* OBJECTIVE *
In the listing below, repeat word for word the stretch from the line containing "of the curved" through the line containing "pixel 538 662", including both of those lines.

* PROVIDED DATA *
● ● ● ● ● ● ●

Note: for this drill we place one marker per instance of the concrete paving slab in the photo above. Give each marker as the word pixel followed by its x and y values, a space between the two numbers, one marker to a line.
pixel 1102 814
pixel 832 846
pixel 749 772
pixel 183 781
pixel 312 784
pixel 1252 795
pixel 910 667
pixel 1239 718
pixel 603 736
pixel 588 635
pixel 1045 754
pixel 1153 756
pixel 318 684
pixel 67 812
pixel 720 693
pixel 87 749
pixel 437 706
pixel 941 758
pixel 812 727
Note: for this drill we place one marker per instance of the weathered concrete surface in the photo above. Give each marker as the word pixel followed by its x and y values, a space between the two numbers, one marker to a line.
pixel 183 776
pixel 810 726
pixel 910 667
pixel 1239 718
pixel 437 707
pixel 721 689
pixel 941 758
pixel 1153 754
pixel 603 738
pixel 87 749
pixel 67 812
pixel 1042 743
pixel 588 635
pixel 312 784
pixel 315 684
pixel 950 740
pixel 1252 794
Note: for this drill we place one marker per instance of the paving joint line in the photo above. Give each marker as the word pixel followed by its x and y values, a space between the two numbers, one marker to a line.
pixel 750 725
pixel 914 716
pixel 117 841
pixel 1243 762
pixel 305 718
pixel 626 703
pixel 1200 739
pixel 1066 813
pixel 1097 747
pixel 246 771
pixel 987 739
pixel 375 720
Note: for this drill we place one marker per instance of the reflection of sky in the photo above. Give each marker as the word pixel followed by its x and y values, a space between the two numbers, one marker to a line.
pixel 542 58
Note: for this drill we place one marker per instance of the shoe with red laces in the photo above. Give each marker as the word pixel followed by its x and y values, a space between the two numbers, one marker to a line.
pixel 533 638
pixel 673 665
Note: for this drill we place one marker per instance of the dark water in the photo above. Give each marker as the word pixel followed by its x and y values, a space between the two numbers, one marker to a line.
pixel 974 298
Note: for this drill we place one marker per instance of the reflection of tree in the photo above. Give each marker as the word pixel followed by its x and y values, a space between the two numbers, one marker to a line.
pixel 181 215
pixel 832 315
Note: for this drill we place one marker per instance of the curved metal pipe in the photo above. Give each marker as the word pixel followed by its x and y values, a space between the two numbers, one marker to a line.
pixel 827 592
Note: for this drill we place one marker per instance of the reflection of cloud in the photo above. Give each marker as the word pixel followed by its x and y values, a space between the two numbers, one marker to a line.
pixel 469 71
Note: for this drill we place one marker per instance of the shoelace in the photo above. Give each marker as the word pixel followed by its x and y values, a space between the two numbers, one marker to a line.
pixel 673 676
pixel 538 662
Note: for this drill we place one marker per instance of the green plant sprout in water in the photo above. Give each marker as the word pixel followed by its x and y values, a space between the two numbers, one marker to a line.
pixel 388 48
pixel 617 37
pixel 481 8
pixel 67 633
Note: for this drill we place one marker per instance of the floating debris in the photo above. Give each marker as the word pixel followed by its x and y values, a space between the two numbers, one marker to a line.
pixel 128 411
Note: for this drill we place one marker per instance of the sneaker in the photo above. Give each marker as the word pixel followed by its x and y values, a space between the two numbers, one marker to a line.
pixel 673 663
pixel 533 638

● ● ● ● ● ● ●

* EXERCISE ANSWER *
Note: for this drill we place one marker per instance of the curved metal pipe in the photo above. Give each marker as the word pixel followed by its x and y values, a space between the two numbers, one marker to a line.
pixel 827 592
Note: for this drill we place one marker per instance of the reflection of cloud in the photo above. Give each marker as the word pixel followed by its x and y values, a space between the two numbers, one marker to a line.
pixel 469 71
Note: for this drill we place one marker per instance of the shoelace in the photo above. Give each marker as the word pixel followed by its x and y values, a space between the two numbers, one marker to a line.
pixel 673 676
pixel 538 662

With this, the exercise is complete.